• [ARTICLE]:
-- start --

I have recently started using PhotoStructure to manage my growing collection of digital photos; and I am impressed with its capabilities so far. Although; I have a few questions about best practices for organizing and optimizing large photo libraries within the platform.
My current photo library consists of approximately 50,000 images; spread across multiple folders and external drives. I am particularly interested in understanding how PhotoStructure handles metadata and duplicate detection in such a large dataset. Are there specific settings or features I should be aware of to ensure that the metadata is accurately read and synced across all images?
I have read that PhotoStructure can automatically categorize and tag photos. How well does this feature perform with a diverse collection of images; including those with various file formats and resolutions? Are there any tips for improving the accuracy of automatic tagging and categorization?
Another aspect I am curious about is the performance of PhotoStructure when dealing with a substantial amount of data. Are there any known issues or recommendations for maintaining optimal performance and avoiding potential slowdowns as the library continues to grow?
Photostructure has no automated tagging capabilities.
There are a number of settings you can use to “tweak” how photostructure interprets tags embedded in your picture or sidecars. The defaults are pretty good, so you only really need to do worry about it if you’re not seeing the results you were expecting. Please refer to this document:
Within the page above, there is a link to this document that lists all the possible configurations. Of particular interest are the Library.deduping, Library.parsing, Library.tagging sections.
No integrations I am aware of, but photostructure aims to play well with others. Many of us use photostructure in conjunction with other tools. I personally use digikam to manage the tagging of my photo library. TagMyPhoto is also frequently mentioned.
In my experience, modifying image meta after import is a mess unless you disconnect your source volumes from photostructure first. Otherwise, ps will notice the difference between the original image and a file with updated metadata…and import the original again.
My 190,000 image collection is rife with photostructure-induced duplicates. I’m going to have to wipe and re-import the entire thing again, but I’m waiting to do it over my next vacation since the job takes about 10 days.

-- end --

• [MATERIAL PROVIDED]:
-- start --

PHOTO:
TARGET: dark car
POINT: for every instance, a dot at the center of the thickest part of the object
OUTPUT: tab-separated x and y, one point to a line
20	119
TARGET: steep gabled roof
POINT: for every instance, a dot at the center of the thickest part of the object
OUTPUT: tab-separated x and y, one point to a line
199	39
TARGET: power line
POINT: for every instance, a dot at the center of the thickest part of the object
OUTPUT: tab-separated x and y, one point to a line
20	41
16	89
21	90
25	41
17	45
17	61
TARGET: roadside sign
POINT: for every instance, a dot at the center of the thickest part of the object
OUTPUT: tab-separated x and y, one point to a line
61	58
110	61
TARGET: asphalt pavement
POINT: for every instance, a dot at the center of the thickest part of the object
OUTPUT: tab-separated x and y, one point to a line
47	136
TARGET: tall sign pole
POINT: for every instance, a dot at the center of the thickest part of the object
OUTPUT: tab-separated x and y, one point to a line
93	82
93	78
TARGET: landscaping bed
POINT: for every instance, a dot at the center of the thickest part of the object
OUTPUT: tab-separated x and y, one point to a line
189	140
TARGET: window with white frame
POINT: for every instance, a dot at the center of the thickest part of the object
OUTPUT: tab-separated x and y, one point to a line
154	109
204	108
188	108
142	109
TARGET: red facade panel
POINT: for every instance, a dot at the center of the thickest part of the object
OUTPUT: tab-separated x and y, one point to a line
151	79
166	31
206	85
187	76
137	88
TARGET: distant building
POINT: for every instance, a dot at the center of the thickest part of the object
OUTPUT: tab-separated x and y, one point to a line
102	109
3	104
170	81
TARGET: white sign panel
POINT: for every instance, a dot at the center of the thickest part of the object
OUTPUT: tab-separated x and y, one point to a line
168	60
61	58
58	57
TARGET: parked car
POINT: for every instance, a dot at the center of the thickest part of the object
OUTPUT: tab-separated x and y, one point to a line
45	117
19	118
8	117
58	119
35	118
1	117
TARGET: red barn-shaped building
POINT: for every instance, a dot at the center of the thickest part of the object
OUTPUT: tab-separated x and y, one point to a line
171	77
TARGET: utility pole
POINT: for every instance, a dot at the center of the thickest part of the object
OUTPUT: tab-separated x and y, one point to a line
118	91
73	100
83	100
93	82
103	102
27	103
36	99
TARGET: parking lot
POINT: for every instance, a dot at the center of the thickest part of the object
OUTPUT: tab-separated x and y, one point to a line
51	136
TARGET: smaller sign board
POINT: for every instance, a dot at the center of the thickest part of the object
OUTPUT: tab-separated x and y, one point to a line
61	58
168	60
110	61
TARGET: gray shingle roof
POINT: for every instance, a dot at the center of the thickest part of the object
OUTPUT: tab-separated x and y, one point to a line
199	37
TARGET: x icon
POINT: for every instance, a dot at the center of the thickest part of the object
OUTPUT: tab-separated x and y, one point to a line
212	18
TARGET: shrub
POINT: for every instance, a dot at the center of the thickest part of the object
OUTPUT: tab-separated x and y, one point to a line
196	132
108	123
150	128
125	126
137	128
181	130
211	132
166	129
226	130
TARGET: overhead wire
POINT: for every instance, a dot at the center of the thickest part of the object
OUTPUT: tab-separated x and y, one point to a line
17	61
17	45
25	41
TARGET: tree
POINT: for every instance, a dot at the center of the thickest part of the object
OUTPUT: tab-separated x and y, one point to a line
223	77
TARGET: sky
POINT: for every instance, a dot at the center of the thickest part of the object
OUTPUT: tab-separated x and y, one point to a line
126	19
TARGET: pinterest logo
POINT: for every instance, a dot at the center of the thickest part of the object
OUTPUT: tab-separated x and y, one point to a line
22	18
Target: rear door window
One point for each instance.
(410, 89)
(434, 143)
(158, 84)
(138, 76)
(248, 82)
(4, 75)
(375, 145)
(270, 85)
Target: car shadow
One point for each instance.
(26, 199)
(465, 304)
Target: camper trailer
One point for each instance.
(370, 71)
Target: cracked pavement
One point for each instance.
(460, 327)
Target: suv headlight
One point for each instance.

-- end --

• [WHAT YOU WILL DO]: Can you extend the PhotoStructure forum thread above, picking up right after its final post?

• [TASK OUTPUT]:
This particular problem is enough for me to find an alternative to photostructure, but there’s nothing that comes close enough to it to be an improvement. PS is pretty good, but I struggle massively with integrated workflows.
Yes, that would be a problem. Eventhough I am a plus subscriber, I don’t use the “copy” feature. So for me the source volume (which I mount read-only) is the only copy of the files, and of course, that’s what I continue to manage/edit outside of PS (I use digiKam as my DAM). So I have no issues with duplicates getting created in PS.
I do wonder though if this is a “feature” or a “bug”. Sounds like something @mrm should have an answer to.
By design, every unique file SHA gets copied into the library.
With the next release, I’m adding an “image data SHA,” which doesn’t change if there are metadata changes. I could skip copying into the library if there’s a variation with the same image data SHA already, but that means I may not be copying the “latest” image variation (say, if you fixed the orientation of an image—you’d want the want with the right rotation!)
Alternatively, I think the amount of code I’d have to write is pretty small to only keep the “primary” copy in your library for every asset—and that would address your duplication problem, correct?
I’d be very concerned that PhotoStructure is doing a perfect job of picking which of your variations is truly the “primary” variation, though. Have you ever found it has picked the wrong one? (If so: please send me the variations and which you think should “win,” and I can see what’s going on)